THE EXERCISE: Render every line of the data below as a Markdown table with two columns, Row for the row number and Text for the line, and leave out blank lines.

SUPPLIED INFORMATION:
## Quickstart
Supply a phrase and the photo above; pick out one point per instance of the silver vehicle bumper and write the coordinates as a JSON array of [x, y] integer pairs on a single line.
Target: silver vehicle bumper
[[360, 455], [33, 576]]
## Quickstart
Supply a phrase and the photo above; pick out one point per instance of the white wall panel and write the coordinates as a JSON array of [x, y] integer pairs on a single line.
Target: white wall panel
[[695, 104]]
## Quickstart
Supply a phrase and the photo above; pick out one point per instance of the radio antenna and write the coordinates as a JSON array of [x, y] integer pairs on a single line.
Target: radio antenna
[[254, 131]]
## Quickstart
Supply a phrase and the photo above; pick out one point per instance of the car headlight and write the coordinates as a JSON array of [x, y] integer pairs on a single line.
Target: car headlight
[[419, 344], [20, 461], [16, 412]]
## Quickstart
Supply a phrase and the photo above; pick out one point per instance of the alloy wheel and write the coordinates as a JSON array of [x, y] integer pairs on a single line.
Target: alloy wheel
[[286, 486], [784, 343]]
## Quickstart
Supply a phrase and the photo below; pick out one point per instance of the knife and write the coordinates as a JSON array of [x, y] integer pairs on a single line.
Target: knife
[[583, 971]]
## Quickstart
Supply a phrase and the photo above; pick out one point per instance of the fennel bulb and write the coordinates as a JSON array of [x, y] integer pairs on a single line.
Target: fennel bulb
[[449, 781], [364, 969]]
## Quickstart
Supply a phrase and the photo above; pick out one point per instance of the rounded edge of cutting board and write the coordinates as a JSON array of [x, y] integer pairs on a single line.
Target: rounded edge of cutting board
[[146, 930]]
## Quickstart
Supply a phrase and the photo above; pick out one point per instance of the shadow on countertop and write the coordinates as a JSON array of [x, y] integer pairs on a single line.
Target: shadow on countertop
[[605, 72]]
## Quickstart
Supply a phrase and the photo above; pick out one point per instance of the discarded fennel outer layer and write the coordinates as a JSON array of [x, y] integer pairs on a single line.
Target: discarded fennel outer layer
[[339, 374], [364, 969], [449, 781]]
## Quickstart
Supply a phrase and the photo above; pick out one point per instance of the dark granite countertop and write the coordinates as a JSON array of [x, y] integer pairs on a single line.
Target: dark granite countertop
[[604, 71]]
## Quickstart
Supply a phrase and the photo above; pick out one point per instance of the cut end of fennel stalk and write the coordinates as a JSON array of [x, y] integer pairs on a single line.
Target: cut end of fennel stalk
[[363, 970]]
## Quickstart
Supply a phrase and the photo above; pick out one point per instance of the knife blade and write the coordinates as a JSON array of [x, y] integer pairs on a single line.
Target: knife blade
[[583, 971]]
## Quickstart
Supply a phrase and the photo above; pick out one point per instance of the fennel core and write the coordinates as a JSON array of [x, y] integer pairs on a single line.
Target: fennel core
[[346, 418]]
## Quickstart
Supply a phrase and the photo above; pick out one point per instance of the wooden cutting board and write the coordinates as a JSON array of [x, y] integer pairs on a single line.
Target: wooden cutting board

ANSWER TO THIS EXERCISE:
| Row | Text |
|---|---|
| 1 | ## Quickstart |
| 2 | Supply a phrase and the photo above; pick out one point per instance of the silver vehicle bumper and write the coordinates as a JSON array of [x, y] integer pairs on a single line. |
| 3 | Target: silver vehicle bumper |
| 4 | [[360, 455], [33, 576]] |
| 5 | ## Quickstart |
| 6 | Supply a phrase and the photo above; pick out one point per instance of the white wall panel and write the coordinates as a JSON array of [x, y] integer pairs on a single line. |
| 7 | Target: white wall panel |
| 8 | [[695, 104]] |
| 9 | ## Quickstart |
| 10 | Supply a phrase and the photo above; pick out one point per instance of the radio antenna and write the coordinates as a JSON array of [x, y] integer pairs on a single line. |
| 11 | Target: radio antenna |
| 12 | [[254, 131]] |
| 13 | ## Quickstart |
| 14 | Supply a phrase and the photo above; pick out one point per instance of the car headlight and write the coordinates as a JSON array of [x, y] integer pairs on a single line. |
| 15 | Target: car headlight |
| 16 | [[419, 344], [20, 461], [16, 412]] |
| 17 | ## Quickstart |
| 18 | Supply a phrase and the photo above; pick out one point per instance of the alloy wheel and write the coordinates as a JSON array of [x, y] integer pairs on a single line. |
| 19 | Target: alloy wheel |
| 20 | [[286, 486], [784, 343]] |
| 21 | ## Quickstart |
| 22 | Supply a phrase and the photo below; pick out one point per instance of the knife and write the coordinates as a JSON array of [x, y] integer pairs on a single line. |
| 23 | Target: knife |
| 24 | [[583, 971]] |
| 25 | ## Quickstart |
| 26 | Supply a phrase and the photo above; pick out one point per instance of the fennel bulb and write the coordinates as a JSON array of [x, y] integer pairs on a single line. |
| 27 | Target: fennel bulb |
| 28 | [[449, 781], [364, 969]] |
| 29 | ## Quickstart |
| 30 | Supply a phrase and the photo above; pick out one point per instance of the rounded edge of cutting board and write the coordinates as a JSON array of [x, y] integer pairs on a single line. |
| 31 | Target: rounded edge of cutting board |
| 32 | [[146, 930]] |
| 33 | ## Quickstart |
| 34 | Supply a phrase and the photo above; pick out one point per instance of the shadow on countertop and write the coordinates as a JSON array of [x, y] integer pairs on a single line. |
| 35 | Target: shadow on countertop |
| 36 | [[605, 72]] |
| 37 | ## Quickstart |
| 38 | Supply a phrase and the photo above; pick out one point per instance of the discarded fennel outer layer and write the coordinates as a JSON array of [x, y] integer pairs on a single line. |
| 39 | Target: discarded fennel outer layer |
| 40 | [[339, 374], [364, 969], [449, 781]] |
| 41 | ## Quickstart |
| 42 | Supply a phrase and the photo above; pick out one point per instance of the dark granite countertop and write the coordinates as a JSON array of [x, y] integer pairs on a single line. |
| 43 | Target: dark granite countertop |
| 44 | [[604, 71]] |
| 45 | ## Quickstart |
| 46 | Supply a phrase and the photo above; pick out one point per instance of the cut end of fennel stalk and write the coordinates as a JSON array of [x, y] integer pairs on a single line. |
| 47 | Target: cut end of fennel stalk |
| 48 | [[363, 970]] |
| 49 | ## Quickstart |
| 50 | Supply a phrase and the photo above; pick out one point per instance of the knife blade and write the coordinates as a JSON array of [x, y] integer pairs on a single line. |
| 51 | Target: knife blade |
| 52 | [[583, 971]] |
| 53 | ## Quickstart |
| 54 | Supply a phrase and the photo above; pick out one point per instance of the fennel core and write the coordinates as a JSON array of [x, y] integer pairs on a single line. |
| 55 | Target: fennel core |
| 56 | [[346, 418]] |
| 57 | ## Quickstart |
| 58 | Supply a phrase and the photo above; pick out one point per instance of the wooden cutting board and write the coordinates as a JSON array of [x, y] integer pairs on a single line. |
| 59 | Target: wooden cutting board |